Data listing:
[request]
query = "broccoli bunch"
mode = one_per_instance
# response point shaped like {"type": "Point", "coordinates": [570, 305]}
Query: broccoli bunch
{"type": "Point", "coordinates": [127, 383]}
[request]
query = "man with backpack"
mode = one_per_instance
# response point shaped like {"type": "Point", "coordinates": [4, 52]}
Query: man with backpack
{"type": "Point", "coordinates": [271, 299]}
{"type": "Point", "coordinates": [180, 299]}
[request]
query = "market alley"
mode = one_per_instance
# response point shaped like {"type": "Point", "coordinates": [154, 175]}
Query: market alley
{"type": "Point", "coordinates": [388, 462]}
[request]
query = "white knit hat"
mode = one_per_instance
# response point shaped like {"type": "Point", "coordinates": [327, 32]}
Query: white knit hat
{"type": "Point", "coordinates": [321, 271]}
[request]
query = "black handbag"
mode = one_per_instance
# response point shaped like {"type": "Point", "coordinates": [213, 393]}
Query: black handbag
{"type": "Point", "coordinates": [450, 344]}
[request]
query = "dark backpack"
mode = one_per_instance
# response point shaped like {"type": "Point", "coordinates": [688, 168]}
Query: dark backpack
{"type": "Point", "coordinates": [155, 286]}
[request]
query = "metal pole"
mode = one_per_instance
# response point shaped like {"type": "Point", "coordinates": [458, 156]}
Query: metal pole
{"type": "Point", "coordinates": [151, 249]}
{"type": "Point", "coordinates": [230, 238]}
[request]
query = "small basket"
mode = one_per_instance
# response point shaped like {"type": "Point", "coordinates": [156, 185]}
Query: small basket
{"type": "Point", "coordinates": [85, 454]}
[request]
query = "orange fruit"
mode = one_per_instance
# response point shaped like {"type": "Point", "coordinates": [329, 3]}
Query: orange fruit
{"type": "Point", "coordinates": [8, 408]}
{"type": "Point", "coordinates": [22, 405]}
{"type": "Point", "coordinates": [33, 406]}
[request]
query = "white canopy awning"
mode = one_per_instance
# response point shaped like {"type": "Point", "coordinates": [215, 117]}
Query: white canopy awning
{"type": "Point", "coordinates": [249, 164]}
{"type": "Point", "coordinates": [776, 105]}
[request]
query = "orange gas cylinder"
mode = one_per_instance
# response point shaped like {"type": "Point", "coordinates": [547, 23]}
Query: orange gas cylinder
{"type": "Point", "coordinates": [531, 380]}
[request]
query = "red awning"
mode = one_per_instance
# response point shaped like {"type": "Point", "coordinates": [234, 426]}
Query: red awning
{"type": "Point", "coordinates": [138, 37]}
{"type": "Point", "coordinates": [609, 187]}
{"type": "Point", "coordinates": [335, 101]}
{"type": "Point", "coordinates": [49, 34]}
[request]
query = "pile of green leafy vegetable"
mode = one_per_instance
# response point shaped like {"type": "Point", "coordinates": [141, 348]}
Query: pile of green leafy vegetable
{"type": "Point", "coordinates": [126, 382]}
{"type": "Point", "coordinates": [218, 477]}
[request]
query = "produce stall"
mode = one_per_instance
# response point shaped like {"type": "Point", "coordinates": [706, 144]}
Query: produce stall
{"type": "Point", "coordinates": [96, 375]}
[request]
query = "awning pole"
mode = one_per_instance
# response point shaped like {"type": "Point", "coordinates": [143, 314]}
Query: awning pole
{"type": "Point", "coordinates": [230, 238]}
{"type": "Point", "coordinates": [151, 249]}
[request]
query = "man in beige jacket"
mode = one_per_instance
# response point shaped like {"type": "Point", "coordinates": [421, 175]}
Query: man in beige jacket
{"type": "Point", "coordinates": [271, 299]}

=== GIVEN PROBLEM ===
Copy every line of the records word for word.

=== RESPONSE ===
[request]
query = "broccoli bunch"
mode = one_per_instance
# response point shaped like {"type": "Point", "coordinates": [570, 305]}
Query: broccoli bunch
{"type": "Point", "coordinates": [127, 383]}
[request]
query = "man with backpack"
mode = one_per_instance
# response point shaped like {"type": "Point", "coordinates": [4, 52]}
Query: man with backpack
{"type": "Point", "coordinates": [271, 299]}
{"type": "Point", "coordinates": [180, 299]}
[request]
query = "market alley"
mode = one_per_instance
# response point shaped like {"type": "Point", "coordinates": [154, 175]}
Query: market alley
{"type": "Point", "coordinates": [388, 462]}
[request]
query = "white knit hat"
mode = one_per_instance
# response point shaped like {"type": "Point", "coordinates": [327, 32]}
Query: white knit hat
{"type": "Point", "coordinates": [321, 271]}
[request]
query = "black handbag"
mode = one_per_instance
# response point shaped like {"type": "Point", "coordinates": [213, 393]}
Query: black handbag
{"type": "Point", "coordinates": [450, 344]}
[request]
query = "dark backpack"
mode = one_per_instance
# response point shaped like {"type": "Point", "coordinates": [688, 168]}
Query: dark backpack
{"type": "Point", "coordinates": [155, 286]}
[request]
query = "metal pole"
mode = one_per_instance
# response point shaped like {"type": "Point", "coordinates": [458, 156]}
Query: metal pole
{"type": "Point", "coordinates": [151, 249]}
{"type": "Point", "coordinates": [230, 238]}
[request]
query = "small basket"
mode = one_per_instance
# response point shaped like {"type": "Point", "coordinates": [156, 185]}
Query: small basket
{"type": "Point", "coordinates": [85, 454]}
[request]
query = "orange fruit"
mode = one_per_instance
# response point shaped like {"type": "Point", "coordinates": [329, 3]}
Query: orange fruit
{"type": "Point", "coordinates": [8, 408]}
{"type": "Point", "coordinates": [22, 405]}
{"type": "Point", "coordinates": [33, 406]}
[request]
query = "white canopy awning"
mode = one_per_instance
# response point shaped like {"type": "Point", "coordinates": [215, 117]}
Query: white canopy awning
{"type": "Point", "coordinates": [249, 164]}
{"type": "Point", "coordinates": [776, 105]}
[request]
query = "orange gas cylinder"
mode = one_per_instance
# response point shaped like {"type": "Point", "coordinates": [547, 23]}
Query: orange gas cylinder
{"type": "Point", "coordinates": [531, 380]}
[request]
query = "red awning"
mode = one_per_instance
# response point shaped like {"type": "Point", "coordinates": [234, 426]}
Query: red awning
{"type": "Point", "coordinates": [138, 37]}
{"type": "Point", "coordinates": [609, 187]}
{"type": "Point", "coordinates": [335, 101]}
{"type": "Point", "coordinates": [49, 34]}
[request]
query = "pile of green leafy vegetable"
mode = one_per_instance
# response point shaped like {"type": "Point", "coordinates": [141, 348]}
Query: pile of green leafy vegetable
{"type": "Point", "coordinates": [126, 382]}
{"type": "Point", "coordinates": [218, 477]}
[request]
query = "produce stall"
mode = one_per_instance
# response point shaped like {"type": "Point", "coordinates": [706, 144]}
Query: produce stall
{"type": "Point", "coordinates": [96, 375]}
[request]
query = "awning pole"
mode = one_per_instance
# response point shaped like {"type": "Point", "coordinates": [143, 314]}
Query: awning pole
{"type": "Point", "coordinates": [230, 238]}
{"type": "Point", "coordinates": [151, 249]}
[request]
query = "man in beige jacket"
mode = one_per_instance
# response point shaped like {"type": "Point", "coordinates": [421, 175]}
Query: man in beige jacket
{"type": "Point", "coordinates": [271, 299]}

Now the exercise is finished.